**Tasks to complete:**
(1) In the text on irritant contact dermatitis, condense the paragraph beginning "The number of cases of irritant contact dermatitis in Canada" into a brief list of its main facts.
(2) Continue the text on irritant contact dermatitis, starting after its last line.

**Text provided:**
- Opening Delimiter -

Victims of irritant contact dermatitis often consult a doctor or nurse. While some experimental tests can provide an indication of the irritant potential of substances, no single test can reliably identify irritants in specific cases. In the evaluation of occupational irritant contact dermatitis, the best approach is to identify the conditions of exposure by discussing the victim’s employment. The information to be gathered includes a detailed list of all chemicals in the individual’s working environment; a detailed description of all processes involved in a day’s work; and any information about other workers, if any, who have similar skin problems.
How is it treated?
Contact dermatitis may be treated with compresses, creams, ointments and skin cleansers. In general, people should protect their skin from physical trauma, chemical irritation, excessive sunlight, wind, and rapid temperature changes while the dermatitis is active.
How common is it?
The number of cases of irritant contact dermatitis in Canada at this time is not known. In Ontario, Canada, 1,000 compensation claims are reported for contact dermatitis each year. According to some US statistics, skin disorders comprise more than 35 percent of all occupationally related diseases. Among all occupational dermatitis, irritant contact dermatitis accounts for about 80 percent.
What are the preventive measures?

- Closing Delimiter -

**Extracted data:**
- Opening Delimiter -

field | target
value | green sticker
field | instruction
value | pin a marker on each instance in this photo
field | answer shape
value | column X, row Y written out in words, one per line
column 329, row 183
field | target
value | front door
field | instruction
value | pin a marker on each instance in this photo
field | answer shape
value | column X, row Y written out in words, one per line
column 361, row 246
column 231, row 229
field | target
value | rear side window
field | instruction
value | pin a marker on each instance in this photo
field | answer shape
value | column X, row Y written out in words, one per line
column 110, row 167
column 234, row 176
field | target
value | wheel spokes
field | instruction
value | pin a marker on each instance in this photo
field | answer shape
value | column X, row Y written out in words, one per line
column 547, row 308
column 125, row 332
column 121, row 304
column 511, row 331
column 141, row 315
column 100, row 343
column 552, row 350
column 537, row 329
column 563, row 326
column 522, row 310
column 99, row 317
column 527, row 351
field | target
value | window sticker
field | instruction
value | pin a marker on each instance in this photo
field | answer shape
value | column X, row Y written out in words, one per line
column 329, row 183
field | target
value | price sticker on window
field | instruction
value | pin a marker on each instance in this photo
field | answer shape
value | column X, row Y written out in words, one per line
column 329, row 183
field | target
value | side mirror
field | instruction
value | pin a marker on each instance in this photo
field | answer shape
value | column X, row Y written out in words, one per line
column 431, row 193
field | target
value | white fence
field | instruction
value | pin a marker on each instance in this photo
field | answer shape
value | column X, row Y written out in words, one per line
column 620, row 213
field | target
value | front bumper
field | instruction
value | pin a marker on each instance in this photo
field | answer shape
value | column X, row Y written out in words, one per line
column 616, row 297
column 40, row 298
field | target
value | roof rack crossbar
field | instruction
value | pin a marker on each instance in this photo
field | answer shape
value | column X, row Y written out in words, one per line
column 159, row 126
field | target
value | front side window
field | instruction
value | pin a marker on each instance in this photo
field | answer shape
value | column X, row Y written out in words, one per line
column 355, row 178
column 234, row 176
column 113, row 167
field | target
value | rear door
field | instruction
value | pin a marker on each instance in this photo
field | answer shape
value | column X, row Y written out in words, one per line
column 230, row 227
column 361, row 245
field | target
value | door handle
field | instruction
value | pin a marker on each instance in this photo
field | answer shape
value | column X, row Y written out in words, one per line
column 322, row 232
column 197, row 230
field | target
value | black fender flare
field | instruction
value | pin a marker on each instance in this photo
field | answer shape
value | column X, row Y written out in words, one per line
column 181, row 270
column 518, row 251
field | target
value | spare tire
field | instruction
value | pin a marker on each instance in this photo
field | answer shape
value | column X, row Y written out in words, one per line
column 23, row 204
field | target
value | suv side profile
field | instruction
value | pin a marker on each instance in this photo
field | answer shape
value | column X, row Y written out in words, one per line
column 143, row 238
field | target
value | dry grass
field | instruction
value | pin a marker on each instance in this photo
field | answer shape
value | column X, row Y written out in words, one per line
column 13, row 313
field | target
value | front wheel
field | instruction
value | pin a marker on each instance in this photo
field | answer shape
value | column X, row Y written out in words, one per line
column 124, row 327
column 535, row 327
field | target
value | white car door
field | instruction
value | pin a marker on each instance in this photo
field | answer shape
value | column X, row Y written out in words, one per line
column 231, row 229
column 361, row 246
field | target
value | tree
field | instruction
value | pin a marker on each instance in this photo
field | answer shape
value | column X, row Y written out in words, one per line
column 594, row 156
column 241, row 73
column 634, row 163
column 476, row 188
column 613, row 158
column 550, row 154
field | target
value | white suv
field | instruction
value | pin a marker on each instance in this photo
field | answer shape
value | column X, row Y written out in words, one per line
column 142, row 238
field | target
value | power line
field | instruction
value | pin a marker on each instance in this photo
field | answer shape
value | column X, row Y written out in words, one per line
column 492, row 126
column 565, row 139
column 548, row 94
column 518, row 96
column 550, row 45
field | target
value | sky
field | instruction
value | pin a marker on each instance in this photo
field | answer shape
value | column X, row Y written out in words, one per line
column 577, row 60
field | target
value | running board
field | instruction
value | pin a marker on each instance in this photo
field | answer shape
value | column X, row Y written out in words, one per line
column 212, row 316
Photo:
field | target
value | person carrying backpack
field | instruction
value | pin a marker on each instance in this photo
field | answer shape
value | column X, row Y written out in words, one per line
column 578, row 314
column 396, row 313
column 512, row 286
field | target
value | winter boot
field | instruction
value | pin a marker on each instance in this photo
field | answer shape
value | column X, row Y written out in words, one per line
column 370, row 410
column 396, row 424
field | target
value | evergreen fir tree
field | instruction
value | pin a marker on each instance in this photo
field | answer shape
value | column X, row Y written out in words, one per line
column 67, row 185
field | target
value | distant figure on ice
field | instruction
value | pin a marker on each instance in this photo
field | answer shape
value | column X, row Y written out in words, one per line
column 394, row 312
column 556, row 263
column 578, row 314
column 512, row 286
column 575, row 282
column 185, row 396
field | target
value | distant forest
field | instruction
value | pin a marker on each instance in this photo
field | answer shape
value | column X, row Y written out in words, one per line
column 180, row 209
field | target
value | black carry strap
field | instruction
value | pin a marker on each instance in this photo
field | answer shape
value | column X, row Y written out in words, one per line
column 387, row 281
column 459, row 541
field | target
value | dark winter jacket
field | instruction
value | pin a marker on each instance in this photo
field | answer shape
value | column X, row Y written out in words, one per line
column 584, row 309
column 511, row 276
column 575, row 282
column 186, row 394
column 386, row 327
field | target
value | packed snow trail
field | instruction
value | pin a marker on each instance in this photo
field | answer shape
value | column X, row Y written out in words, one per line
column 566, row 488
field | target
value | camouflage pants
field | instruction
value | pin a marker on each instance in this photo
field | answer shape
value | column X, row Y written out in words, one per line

- Closing Delimiter -

**Answers to the exercise:**
(1)
- The current number of irritant contact dermatitis cases in Canada is not known.
- Ontario reports 1,000 compensation claims for contact dermatitis each year.
- According to some US statistics, skin disorders make up more than 35 percent of all occupationally related diseases.
- Irritant contact dermatitis accounts for about 80 percent of all occupational dermatitis.

(2)
Occupational irritant contact dermatitis can be avoided by the following measures:
- personal hygiene
- substitution of a less harmful substance
- enclosure of the process
- automation of the work procedures
- local exhaust ventilation systems
- good housekeeping
- protective clothing
- barrier creams, skin cleansers
- convenient washing facilities
Personal hygiene, including handwashing, is vitally important in preventing contact dermatitis. Additionally, workers should be aware that excessive exposure to just water alone produces dryness (i.e., removes skin oils) and irritation of the skin. This effect is even greater with the addition of soap and detergents or after exposure to solvents. For skin cleansing, workers should use the mildest soap. For industrial cleaning, they should use the mildest detergent. To remove difficult oil and grease stains on hands and arms, workers should use a waterless hand cleanser. If waterless hand cleansers do not remove difficult stains, workers should use abrasive soaps. Waterless hand cleaners and abrasive soaps should be used sparingly and only when necessary.
Engineering control methods include the enclosure of processes to separate workers from the harmful substances that they use. Local exhaust systems should be used where toxic substances may escape into the workroom. Nonhazardous substances should replace hazardous substances when possible.
Even changing the form of the substance may be beneficial. For example, granules are usually less irritating than fine powder.
Good housekeeping includes proper storage of substances, frequent disposal of waste, prompt removal of spills, and maintenance of the equipment to keep it free of dust, dirt, and drippings.
Employers should inform workers about the hazards of substances to which they are exposed and how to use them safely.
Protective clothing such as aprons and gloves should be properly selected to prevent skin contact. Not all protective clothing resists all substances. Manufacturers’ specifications (e.g., kind material, duration of exposure/glove contact time with chemical) should be followed. Barrier creams are used as substitutes for protective clothing, especially when gloves or sleeves cannot be safely used. It is important to remember that they do not provide as much protection as protective clothing. Barrier creams should be properly selected for specific purposes to ensure that they offer protection for the type of chemical being used and that they will not contribute to skin irritation problems.
Washrooms, toilets, and showers should be conveniently located and supplied with adequate hot water, disposable towels, and soap.
Establishing a good program to avoid exposure of the skin to irritant substances is vitally important for eliminating irritant contact dermatitis.